YOUR TASK =
Copy out the records precisely, omitting pictures.

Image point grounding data
+ + + + +
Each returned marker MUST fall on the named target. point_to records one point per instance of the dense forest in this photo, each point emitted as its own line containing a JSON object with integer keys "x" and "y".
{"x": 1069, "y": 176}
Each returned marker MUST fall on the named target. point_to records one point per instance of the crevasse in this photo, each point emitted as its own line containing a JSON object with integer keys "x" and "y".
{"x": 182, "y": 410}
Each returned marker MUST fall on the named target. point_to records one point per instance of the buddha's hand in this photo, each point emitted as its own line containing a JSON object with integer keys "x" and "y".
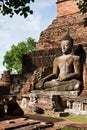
{"x": 40, "y": 84}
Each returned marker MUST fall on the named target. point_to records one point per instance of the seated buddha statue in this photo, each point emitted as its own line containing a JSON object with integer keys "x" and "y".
{"x": 66, "y": 70}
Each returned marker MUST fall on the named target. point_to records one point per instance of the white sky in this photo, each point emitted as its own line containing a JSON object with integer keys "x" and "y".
{"x": 17, "y": 29}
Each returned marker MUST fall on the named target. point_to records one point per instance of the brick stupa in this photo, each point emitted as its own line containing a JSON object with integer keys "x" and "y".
{"x": 68, "y": 18}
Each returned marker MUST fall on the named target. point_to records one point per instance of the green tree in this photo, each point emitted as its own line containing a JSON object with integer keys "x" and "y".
{"x": 11, "y": 7}
{"x": 13, "y": 58}
{"x": 82, "y": 5}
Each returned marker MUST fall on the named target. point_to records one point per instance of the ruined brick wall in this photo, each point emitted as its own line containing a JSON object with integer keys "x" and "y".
{"x": 39, "y": 58}
{"x": 66, "y": 7}
{"x": 65, "y": 20}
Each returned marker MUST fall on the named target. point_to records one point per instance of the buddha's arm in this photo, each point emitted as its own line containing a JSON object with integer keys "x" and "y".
{"x": 40, "y": 84}
{"x": 77, "y": 71}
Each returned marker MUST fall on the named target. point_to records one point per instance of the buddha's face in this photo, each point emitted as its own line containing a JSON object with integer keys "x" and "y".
{"x": 66, "y": 46}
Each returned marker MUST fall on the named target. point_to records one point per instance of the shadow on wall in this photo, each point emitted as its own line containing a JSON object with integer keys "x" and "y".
{"x": 79, "y": 51}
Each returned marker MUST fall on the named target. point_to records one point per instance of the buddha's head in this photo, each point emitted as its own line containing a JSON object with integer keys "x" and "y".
{"x": 67, "y": 44}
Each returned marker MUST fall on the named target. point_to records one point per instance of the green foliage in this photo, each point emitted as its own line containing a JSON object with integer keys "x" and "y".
{"x": 82, "y": 5}
{"x": 13, "y": 58}
{"x": 11, "y": 7}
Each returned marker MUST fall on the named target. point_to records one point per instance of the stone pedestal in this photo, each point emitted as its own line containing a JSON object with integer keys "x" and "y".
{"x": 50, "y": 100}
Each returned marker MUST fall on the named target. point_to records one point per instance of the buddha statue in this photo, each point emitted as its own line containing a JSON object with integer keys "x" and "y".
{"x": 66, "y": 70}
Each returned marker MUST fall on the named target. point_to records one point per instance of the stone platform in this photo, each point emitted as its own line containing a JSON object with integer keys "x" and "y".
{"x": 48, "y": 100}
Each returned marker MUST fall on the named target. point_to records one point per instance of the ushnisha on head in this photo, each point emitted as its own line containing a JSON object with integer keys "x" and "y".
{"x": 67, "y": 44}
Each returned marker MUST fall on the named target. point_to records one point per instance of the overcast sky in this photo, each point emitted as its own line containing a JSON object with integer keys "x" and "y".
{"x": 17, "y": 29}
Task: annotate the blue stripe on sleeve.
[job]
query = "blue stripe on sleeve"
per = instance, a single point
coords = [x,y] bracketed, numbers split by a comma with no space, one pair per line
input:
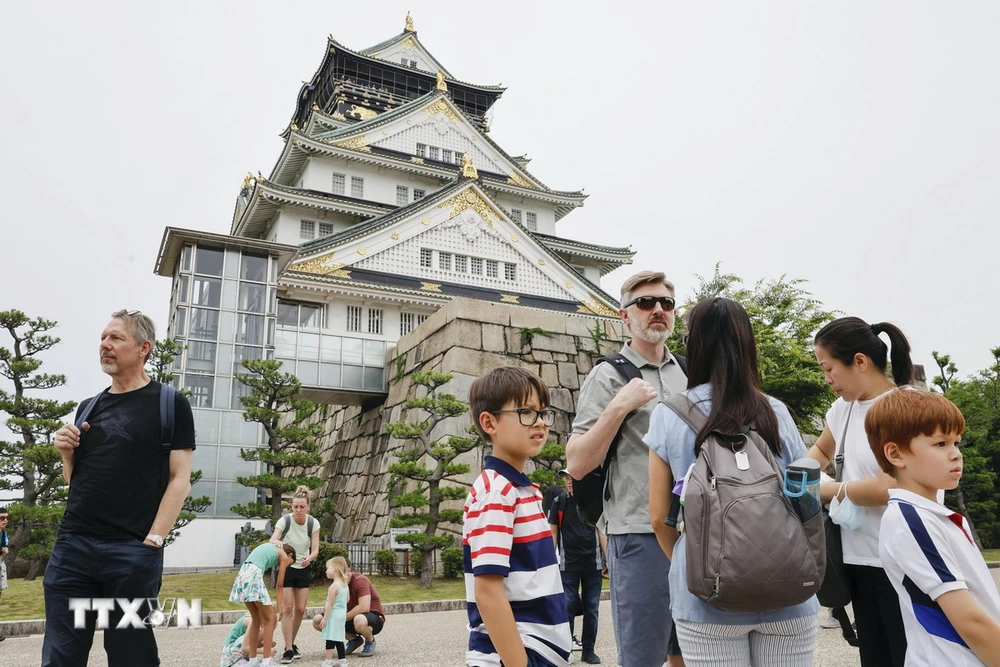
[925,542]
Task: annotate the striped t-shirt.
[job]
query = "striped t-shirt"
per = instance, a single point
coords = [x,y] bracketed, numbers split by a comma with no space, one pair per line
[505,532]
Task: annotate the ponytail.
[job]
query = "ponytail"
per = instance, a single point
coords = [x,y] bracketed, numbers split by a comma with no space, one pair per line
[847,336]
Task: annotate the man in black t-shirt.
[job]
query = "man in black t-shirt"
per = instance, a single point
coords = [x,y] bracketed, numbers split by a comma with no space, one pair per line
+ + + + +
TASK OUTPUT =
Each returned marker MUST fall on the named target. point_to records one point per instance of the dense forest in this photo, each point emitted as its own line containing a JSON object with integer keys "x" and "y".
{"x": 1069, "y": 176}
Each returned marker MUST fall on the named target. point_to records one point per instance of the crevasse in this photo, each point emitted as its own line containing a JSON object with integer keys "x" and "y".
{"x": 182, "y": 410}
Each returned marker MUST fall on the named target. point_to records one point per instance of the buddha's hand in this photo, each point emitted as its own line containing a JSON object with integer keys "x" and "y".
{"x": 40, "y": 84}
Each returned marker MUST fall on the named target. point_to records one point per instance of the seated buddha statue in this photo, each point emitted as its own line containing a JSON object with integer keys "x" and "y".
{"x": 66, "y": 70}
Each returned marker MUST fall on the named target. point_to records one point per instance of the white sky in this photo, each point emitted as its own line containing a JSON object with integer keys "x" and "y".
{"x": 17, "y": 29}
Each returned marker MUST fall on the named target. point_to records one point per instance of the brick stupa in this photo, each point emitted as its own line containing a JSON object with integer keys "x" and "y".
{"x": 68, "y": 18}
Each returned marker MUST fall on the named target. point_to records one point per instance of the green tree in this photo, each point emitted as its own line containing a JSON object with integer keys "x" and "y".
{"x": 11, "y": 7}
{"x": 13, "y": 58}
{"x": 82, "y": 5}
Each returned marker MUST fall on the named target. point_to records one point per instance of the ruined brick wall in this photo, each point emitted as its own line containing a JSON object with integer keys "x" and "y".
{"x": 39, "y": 58}
{"x": 66, "y": 7}
{"x": 65, "y": 20}
Each returned marker MUST fall on the named target. point_to records one point per instance of the buddha's arm in this photo, each point emitted as its own line containing a JSON object with integer keys "x" and "y".
{"x": 40, "y": 84}
{"x": 77, "y": 71}
Each returned marker MUST fall on the named target. point_to records one point per instance of the buddha's face in this photo, each point emitted as its own line containing a JSON object with integer keys "x" and "y".
{"x": 66, "y": 46}
Each returned marker MUST fall on the named target. point_to records one point per instance of the shadow on wall in this photo, each point emitted as its own line containing a JSON object with integer keys "x" and "y".
{"x": 79, "y": 51}
Each returned marker MUST fall on the named target. point_to records one point per instance of the buddha's head in this photo, each point emitted as its own line containing a JSON object with integer keys "x" and "y".
{"x": 67, "y": 44}
Each returned marker MUST fall on the named target. point_to records one point per instance of the green foliage in this photo, each point emitted as its own line containing a JSON object with integer keys "x" and "y".
{"x": 82, "y": 5}
{"x": 13, "y": 58}
{"x": 11, "y": 7}
Each returned marker MUST fall on the named target. point_to records one point per instance of the stone pedestal in this photo, each point emitted as its own line containing a JSON object with integer keys "x" and "y".
{"x": 50, "y": 100}
Each returned marker MUST fall on the named target. point_to records one point per instance of the buddha statue in this photo, each point emitted as its own line containing a JSON object with integer keys "x" and "y".
{"x": 66, "y": 70}
Each returned marker MUST fall on the named target. point_to records one point per instance of the stone platform in this photo, each point emitted as its own line containing a JSON object with integer keys "x" and "y".
{"x": 48, "y": 100}
Each returned marker MUST fall on the named target. point_to records one point per instance of the ushnisha on head in this photo, each point emitted as its own line containing a JSON object with integer keys "x" and "y".
{"x": 67, "y": 44}
Each returned marker MUST fall on the named target. point_to records one point per instance of the overcast sky in this photo, each point emitted as its own line containing a JSON object with integer keys "x" and "y".
{"x": 17, "y": 29}
Task: annotate the blue stripe on sleeve.
[job]
query = "blue stripe on sleeve"
per = instance, a single point
coords = [x,y] bracketed, numbers split by a comma with no space, one pair per line
input:
[925,542]
Task: annotate the striped t-shirt.
[job]
query = "striped t-shirt"
per = instance, a single point
coords = [x,y] bracketed, numbers split by a comma with no space, one pair per line
[505,532]
Task: annotate the ponytail.
[job]
query = "ponytail"
per = instance, a single point
coords = [x,y] bracketed, numbers split by a comma with no space, one pair per line
[847,336]
Task: annotate the man in black t-shirt.
[job]
query = "man in black t-shirt"
per = instance, a single point
coords = [x,y] bracketed, numbers split by a comma with no space, one pair per line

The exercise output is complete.